/---
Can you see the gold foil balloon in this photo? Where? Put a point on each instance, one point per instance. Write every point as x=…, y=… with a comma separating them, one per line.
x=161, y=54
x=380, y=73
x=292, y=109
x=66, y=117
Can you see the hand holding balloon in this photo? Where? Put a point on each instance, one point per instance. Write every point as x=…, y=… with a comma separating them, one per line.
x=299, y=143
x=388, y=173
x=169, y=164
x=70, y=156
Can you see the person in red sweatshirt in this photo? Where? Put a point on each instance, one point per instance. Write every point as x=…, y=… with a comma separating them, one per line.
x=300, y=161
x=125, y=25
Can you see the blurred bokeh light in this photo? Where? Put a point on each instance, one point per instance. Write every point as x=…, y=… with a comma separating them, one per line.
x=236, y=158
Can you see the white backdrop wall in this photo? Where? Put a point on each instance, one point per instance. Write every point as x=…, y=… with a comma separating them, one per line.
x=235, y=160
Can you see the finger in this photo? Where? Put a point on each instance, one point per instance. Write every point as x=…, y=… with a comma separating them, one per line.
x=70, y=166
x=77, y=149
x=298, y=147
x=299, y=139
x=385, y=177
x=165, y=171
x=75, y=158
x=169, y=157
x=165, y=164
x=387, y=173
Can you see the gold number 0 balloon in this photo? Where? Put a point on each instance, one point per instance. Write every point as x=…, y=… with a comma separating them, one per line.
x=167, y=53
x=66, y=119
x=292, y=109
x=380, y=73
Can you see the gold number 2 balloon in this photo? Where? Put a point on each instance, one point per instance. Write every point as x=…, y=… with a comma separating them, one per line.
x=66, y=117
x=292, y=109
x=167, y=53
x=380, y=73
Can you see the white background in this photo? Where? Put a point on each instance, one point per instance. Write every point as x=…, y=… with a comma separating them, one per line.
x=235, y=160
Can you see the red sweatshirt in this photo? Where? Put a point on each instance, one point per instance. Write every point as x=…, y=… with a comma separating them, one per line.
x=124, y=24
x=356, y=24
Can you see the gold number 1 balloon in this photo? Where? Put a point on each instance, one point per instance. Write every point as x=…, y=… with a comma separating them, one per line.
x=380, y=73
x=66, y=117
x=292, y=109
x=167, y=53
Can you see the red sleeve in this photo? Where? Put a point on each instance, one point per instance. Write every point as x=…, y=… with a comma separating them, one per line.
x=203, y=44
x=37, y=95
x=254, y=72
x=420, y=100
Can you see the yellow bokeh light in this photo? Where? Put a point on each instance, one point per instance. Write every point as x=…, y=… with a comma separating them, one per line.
\---
Every entry is to be returned exactly, with nothing dropped.

_TASK RESPONSE_.
Can you see the gold foil balloon in this photo? Where? Put a point on each instance, one point per instance. Write every point as x=…, y=… with a comma separating them, one per line.
x=161, y=54
x=380, y=73
x=292, y=109
x=66, y=117
Can you see the hand holding balloon in this photo? Where? Put a point on each instance, one point per instance. Write every point as x=…, y=… with a comma separating them, one per line.
x=299, y=143
x=388, y=173
x=169, y=164
x=70, y=156
Can you see the person in red sweatshirt in this photo? Where? Put a point on each instance, one point per instance. Write every point as x=…, y=… with a comma separating them, one per line.
x=300, y=161
x=125, y=25
Can you see the blurred bokeh light in this photo? Where? Put a point on each instance, one point per instance. Write every point as x=…, y=… with a comma separating them, one per line.
x=236, y=158
Can you see the white backdrop wall in this photo? Where? Put a point on each instance, one point per instance. Write every point as x=…, y=… with a comma separating them, one per line.
x=235, y=160
Can you see the finger in this photo? Where? Put a point on each instance, one point per instance. Write every point as x=…, y=… with a comma separating them, one per line.
x=70, y=166
x=77, y=149
x=298, y=147
x=299, y=139
x=385, y=177
x=165, y=171
x=75, y=158
x=169, y=157
x=165, y=164
x=387, y=173
Can you see the gold number 0 balloon in this photo? Where? Put a point on each instance, one point per instance. Write every point as x=…, y=… with a comma separating them, one per line.
x=167, y=53
x=66, y=119
x=292, y=109
x=380, y=73
Can you see the gold number 2 balloon in this photo? Where? Put a point on each instance, one point per instance. Write every point as x=…, y=… with a comma separating them, one per line.
x=66, y=117
x=292, y=109
x=167, y=53
x=380, y=73
Can you see the white background in this photo? Where? Put a point on each instance, one point per instance. Write every point as x=…, y=… with a comma separating them, one per line.
x=235, y=160
Can you see the red sweatshirt in this photo? Where? Put a point on each instance, one point per instance. Write every point as x=…, y=… with a comma separating them, one per line.
x=124, y=24
x=356, y=24
Can you see the gold number 1 balloon in this photo? Where? Put a point on each instance, one point per instance. Write every point as x=…, y=… with a comma separating them, one per line.
x=380, y=73
x=66, y=117
x=292, y=109
x=167, y=53
Can you see the red sleeve in this photo? Where? Put a point on each instance, one point per instance. Write every point as x=…, y=… with a comma separating them, one per line.
x=203, y=44
x=37, y=95
x=254, y=72
x=420, y=100
Can you see the yellow bokeh light in this photo? Where? Put a point on each instance, one point per instance. Write every point as x=…, y=… with a comma separating them, one per line.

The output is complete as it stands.